> What is expected:
Could you give the listing again exactly, without its pictures?

=== Section Start ===

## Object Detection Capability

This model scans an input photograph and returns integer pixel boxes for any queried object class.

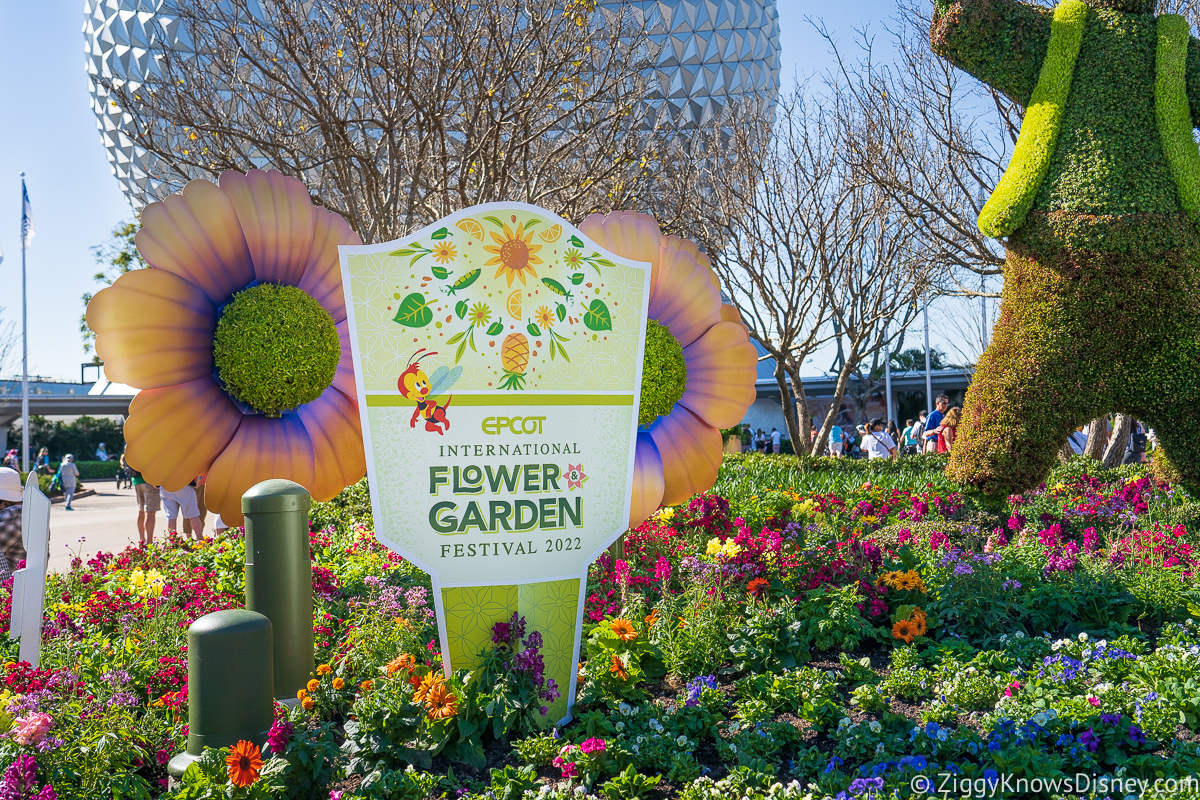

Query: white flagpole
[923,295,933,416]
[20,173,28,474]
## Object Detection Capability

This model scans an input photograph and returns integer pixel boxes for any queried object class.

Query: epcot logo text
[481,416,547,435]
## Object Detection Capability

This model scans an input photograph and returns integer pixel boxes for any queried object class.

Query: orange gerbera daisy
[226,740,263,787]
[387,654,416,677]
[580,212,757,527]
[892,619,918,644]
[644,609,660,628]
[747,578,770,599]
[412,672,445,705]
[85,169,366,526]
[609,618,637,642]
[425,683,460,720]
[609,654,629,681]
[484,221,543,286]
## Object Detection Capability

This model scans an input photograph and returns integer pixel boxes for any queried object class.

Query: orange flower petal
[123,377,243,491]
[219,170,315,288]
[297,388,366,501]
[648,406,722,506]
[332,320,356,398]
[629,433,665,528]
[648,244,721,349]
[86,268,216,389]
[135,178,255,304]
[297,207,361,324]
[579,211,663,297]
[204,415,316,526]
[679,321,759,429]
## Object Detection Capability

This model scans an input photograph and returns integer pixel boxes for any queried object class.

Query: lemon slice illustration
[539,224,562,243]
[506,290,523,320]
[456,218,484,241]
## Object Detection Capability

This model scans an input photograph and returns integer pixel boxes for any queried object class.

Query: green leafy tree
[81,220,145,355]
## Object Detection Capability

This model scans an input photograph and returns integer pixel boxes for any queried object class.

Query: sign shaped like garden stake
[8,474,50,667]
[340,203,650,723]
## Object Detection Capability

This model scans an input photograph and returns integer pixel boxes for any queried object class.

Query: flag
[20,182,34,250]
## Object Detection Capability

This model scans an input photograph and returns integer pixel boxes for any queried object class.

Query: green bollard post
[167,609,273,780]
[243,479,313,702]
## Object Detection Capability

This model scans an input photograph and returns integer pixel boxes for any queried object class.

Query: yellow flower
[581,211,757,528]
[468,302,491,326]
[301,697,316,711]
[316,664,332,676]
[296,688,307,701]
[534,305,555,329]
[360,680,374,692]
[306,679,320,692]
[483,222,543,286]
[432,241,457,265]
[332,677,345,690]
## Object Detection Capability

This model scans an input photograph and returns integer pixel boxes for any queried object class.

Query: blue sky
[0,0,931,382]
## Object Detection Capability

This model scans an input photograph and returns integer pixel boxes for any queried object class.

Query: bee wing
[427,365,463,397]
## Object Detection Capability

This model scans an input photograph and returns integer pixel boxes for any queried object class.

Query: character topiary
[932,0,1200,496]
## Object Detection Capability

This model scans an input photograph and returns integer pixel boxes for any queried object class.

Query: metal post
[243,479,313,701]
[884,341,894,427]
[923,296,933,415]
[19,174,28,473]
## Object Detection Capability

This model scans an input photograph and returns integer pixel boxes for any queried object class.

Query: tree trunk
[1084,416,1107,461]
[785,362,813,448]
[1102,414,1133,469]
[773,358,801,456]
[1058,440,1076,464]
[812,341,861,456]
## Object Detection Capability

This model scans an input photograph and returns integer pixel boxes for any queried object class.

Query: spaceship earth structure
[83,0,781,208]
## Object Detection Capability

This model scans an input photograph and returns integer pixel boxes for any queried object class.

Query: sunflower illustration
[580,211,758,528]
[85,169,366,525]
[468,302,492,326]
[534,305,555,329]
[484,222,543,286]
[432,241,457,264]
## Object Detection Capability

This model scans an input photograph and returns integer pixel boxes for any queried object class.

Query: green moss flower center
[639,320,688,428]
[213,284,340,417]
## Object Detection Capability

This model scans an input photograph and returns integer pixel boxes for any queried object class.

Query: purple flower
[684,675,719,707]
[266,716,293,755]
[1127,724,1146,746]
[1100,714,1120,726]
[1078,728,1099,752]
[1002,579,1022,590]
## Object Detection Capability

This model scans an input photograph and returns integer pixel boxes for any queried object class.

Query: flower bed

=== Section End ===

> Result below:
## Object Detection Capability

This model scans an input photograph and returns integer pixel boxes for any queried object class.


Query: white flagpole
[923,295,933,416]
[20,173,28,474]
## Object Detection Capability

This model scans an input photograph and returns integer pixel boxes for any queried object class.

Query: epcot logo text
[481,416,547,435]
## Object Detection Capability

This model scans an input photograph and returns integer pixel boxes for any queried object class.

Query: orange gerbera daisy
[226,740,263,787]
[387,654,416,677]
[580,212,757,527]
[892,619,918,644]
[644,609,660,628]
[747,578,770,599]
[412,672,445,705]
[85,169,366,526]
[609,618,637,642]
[425,683,460,720]
[609,654,629,681]
[484,221,543,286]
## Object Detection Capability

This model scans an input photograph and returns integer pixel boxes for any queried object class.

Query: orange flower petal
[123,377,243,491]
[219,170,315,288]
[297,388,366,501]
[648,406,722,506]
[332,320,356,398]
[629,433,665,528]
[648,244,721,349]
[86,268,216,389]
[135,178,255,304]
[297,207,361,324]
[579,211,663,297]
[204,415,316,526]
[679,321,759,429]
## Object Detection Capability

This model scans an input photograph and returns integer pixel boxes for any queried object class.

Query: lemon slice illustration
[539,224,562,243]
[506,290,523,320]
[456,218,484,241]
## Object Detection Capability

This model scans an input photograph and returns integer pixel boxes for any queried object class.

Query: green leafy tree
[81,220,145,355]
## Object Detection Capability

This model scans an input photograph and returns integer pixel boxes for any queried object class.

Query: sign shaped like garden stake
[8,474,50,667]
[340,203,650,723]
## Object Detection Capability

This model scans an input photograph and returns integer pixel boxes for any queried object class.

Query: flag
[20,182,34,250]
## Object Detection Capability

This model scans an input photograph and returns integer pixel boxes for any queried object class.

Query: green bollard post
[167,609,273,780]
[243,479,313,702]
## Object Detection Capability

This model scans an input photograph and returns integer pixel boxes for any queried object class.

Query: yellow flower
[581,211,757,528]
[468,302,491,326]
[301,697,316,711]
[316,664,332,676]
[296,688,307,701]
[534,305,555,329]
[360,680,374,692]
[306,679,320,692]
[483,222,543,286]
[432,241,457,265]
[332,677,345,690]
## Object Detection Capability

This model scans an input photograph and returns integer pixel boxes for any queried object class.

Query: blue sky
[0,0,931,382]
## Object Detection Capability

This model scans an input photograph and returns integer pixel boxes for any queried object class.

Query: bee wing
[427,365,463,397]
## Object Detection Capability

This model scans an input photograph and returns integer pixel boxes for any queried object class.

Query: character topiary
[932,0,1200,496]
## Object Detection Capability

This model scans an input photograph and returns integer pixel boxes for any queried object class.

Query: metal post
[243,479,313,701]
[884,341,894,427]
[923,296,933,415]
[19,174,28,473]
## Object Detection Capability

This model scans an input photograph and returns integer pixel boxes for any queried object class.

Query: tree trunk
[1084,416,1107,461]
[785,362,813,448]
[1102,414,1133,469]
[773,358,801,456]
[1058,440,1076,464]
[812,341,861,456]
## Object Detection Capability

This model scans an input photograph and returns integer pixel boxes for any queried object class.

Query: spaceship earth structure
[83,0,781,208]
## Object Detection Capability

This model scans an input photograph and returns integer pixel boxes for any queried object class.

Query: sunflower illustration
[580,211,758,528]
[85,169,366,525]
[468,302,492,326]
[534,305,555,329]
[484,222,543,286]
[432,241,457,264]
## Object Detection Capability

This model scans an input photograph and returns integer pixel boxes for any queried object class.

Query: green moss flower center
[639,320,688,428]
[213,284,340,417]
## Object Detection Capability

This model scans an input photograph and returns integer pixel boxes for any queried object class.

Query: purple flower
[684,675,719,707]
[266,716,293,755]
[1127,724,1146,746]
[1100,714,1120,726]
[1078,728,1099,752]
[1002,579,1022,590]
## Object Detection Capability

This model scans an input photograph and returns integer pixel boxes for any queried object class.

Query: flower bed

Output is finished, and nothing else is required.